◆ TO DO ◆
• 1. In the passage on managing anesthesia practices, what now decides how strong a contract is?
• 2. Extend the passage on managing anesthesia practices from its final sentence onward.

◆ SOURCE PASSAGE ◆
□ □ □ □
As one might expect, it is not possible to manage a large practice the same way one manages a small practice. There may be more revenue, there are also many more expenses. Currently, there is a manpower shortage for anesthesia. This means that not only is it harder to hire and retain qualified providers but knowing how much to pay them and what makes your practice a desirable place to work can be tricky. We have known practices that have lost nearly 30 percent of their providers in a single year. That kind of challenge places an incredible stress on management.

Since it is rare that the practice collects enough money from patients and their insurance, the practice manager must approach the facility for financial support. As challenging as such conversations can be, having to deal with multiple administrations can be an order of magnitude more complicated. It is important to understand that the new game is all about getting and keeping contracts. Economists always remind us that there is declining productivity on the far side of the supply curve. The more facilities a practice covers, the more challenging it is to maintain the same level of profitability across the board.

Gaining and Maintaining Market Share

While anesthesia providers used to pride themselves on the quality of care they provided, superior clinical performance is now a given. Customer service is what determines the strength of a contract. While it is true that anesthesia providers do more to determine the quality of the patient’s surgical experience than the surgeon, this is only the beginning of what today’s hospital administrators expect from their anesthesia departments. As is true of any organization that is expanding, it is increasingly difficult to ensure a consistent level of care and service. Larger anesthesia organizations find themselves having to invest in new strategies and technology to ensure a consistent product.

Given the vast experience and powerful database that many anesthesia practices now command, hospital administrators have started to view anesthesia providers as critical business partners. Gone are the days when an anesthesia group was reluctant to share its data with administration. Being seen as a problem solver requires a whole different level of interaction with the members of the C-suite.

Anticipating the Future

The only constant in today’s medicine is change. Change management is now an essential survival skill. The reason so many anesthesia practices are being bought or taken over by the hospital administration is simple: they refuse to adapt to a new set of circumstances.
□ □ □ □
◆ DATA FOR REVIEW ◆
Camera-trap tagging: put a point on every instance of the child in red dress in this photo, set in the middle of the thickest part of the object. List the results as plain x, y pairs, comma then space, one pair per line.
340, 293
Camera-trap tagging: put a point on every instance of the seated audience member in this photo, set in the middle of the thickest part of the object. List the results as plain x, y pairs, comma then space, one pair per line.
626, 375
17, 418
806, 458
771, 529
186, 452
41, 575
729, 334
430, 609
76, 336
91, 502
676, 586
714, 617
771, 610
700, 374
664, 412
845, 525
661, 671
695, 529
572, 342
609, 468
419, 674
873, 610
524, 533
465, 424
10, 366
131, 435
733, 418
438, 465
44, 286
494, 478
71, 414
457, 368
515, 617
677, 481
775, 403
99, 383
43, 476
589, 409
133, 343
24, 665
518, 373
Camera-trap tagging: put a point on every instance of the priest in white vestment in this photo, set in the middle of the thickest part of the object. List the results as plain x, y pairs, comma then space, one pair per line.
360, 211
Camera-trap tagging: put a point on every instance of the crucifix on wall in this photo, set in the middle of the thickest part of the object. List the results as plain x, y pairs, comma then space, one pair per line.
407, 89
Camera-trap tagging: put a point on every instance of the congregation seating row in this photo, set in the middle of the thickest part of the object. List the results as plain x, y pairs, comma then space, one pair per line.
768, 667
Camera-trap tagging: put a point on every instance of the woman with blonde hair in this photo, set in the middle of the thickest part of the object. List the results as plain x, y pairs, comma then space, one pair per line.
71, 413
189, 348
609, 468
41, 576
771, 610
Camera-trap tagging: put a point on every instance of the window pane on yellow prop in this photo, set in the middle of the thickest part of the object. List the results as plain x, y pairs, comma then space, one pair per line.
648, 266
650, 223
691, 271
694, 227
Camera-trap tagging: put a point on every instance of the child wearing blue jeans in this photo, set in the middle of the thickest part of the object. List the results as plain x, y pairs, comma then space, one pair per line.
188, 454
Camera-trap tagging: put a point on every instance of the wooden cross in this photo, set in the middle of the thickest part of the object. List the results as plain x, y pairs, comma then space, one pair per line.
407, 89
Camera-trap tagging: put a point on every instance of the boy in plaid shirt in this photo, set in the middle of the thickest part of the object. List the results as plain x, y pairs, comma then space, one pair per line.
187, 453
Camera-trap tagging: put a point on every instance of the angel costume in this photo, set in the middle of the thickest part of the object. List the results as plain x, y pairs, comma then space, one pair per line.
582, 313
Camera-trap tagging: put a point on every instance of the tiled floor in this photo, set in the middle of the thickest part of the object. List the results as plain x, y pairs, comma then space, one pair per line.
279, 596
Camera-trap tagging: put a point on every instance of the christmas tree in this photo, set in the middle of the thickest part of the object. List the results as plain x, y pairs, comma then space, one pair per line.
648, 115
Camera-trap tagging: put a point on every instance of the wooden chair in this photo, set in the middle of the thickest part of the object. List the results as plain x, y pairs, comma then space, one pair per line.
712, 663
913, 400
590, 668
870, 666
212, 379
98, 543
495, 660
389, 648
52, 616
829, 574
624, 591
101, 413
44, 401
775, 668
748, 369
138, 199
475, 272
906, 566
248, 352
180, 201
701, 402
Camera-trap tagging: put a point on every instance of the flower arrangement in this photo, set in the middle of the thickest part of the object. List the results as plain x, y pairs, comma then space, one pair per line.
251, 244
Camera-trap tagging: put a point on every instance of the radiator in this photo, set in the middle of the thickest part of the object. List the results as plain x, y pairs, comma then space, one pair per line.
□ □ □ □
◆ EXPECTED RESULTS ◆
• 1. Customer service.

• 2.
Just as anesthesia providers rely on a data stream from a variety of clinical probes and monitors to manage patients safely through the trauma of the surgical experience, so, too, their practices should be monitoring the viability of their practice. While the Coronis management reports are an essential tool to track the financial status and progress of the practice, it is also helpful to conduct a periodic SWOT analysis to assess the strengths, weaknesses, opportunities and threats the practice should me exploring.

Most management data is non-normalized; that is, it simply presents key trends and production patterns as they are captured. While it can be useful to know how many cases were performed or how many billable units were booked, this does not allow for comparative analysis. To accomplish this, the data should be normalized. Key metrics such as average billed units per location day allow the practice to compare various sites and to compare the group to other practices. Such an approach is essential to evaluate productivity and profitability.

If a practice chooses to expand and grow, the objective must be to use the growth to improve its key normalized metrics. If a practice takes on new surgical sites and the average yield per unit drops, this would defeat the purpose of growing the practice. Many a practice has taken on new sites only to realize over time that they had a negative financial impact on the practice as a whole. These groups had to learn the hard way that bigger is not necessarily better.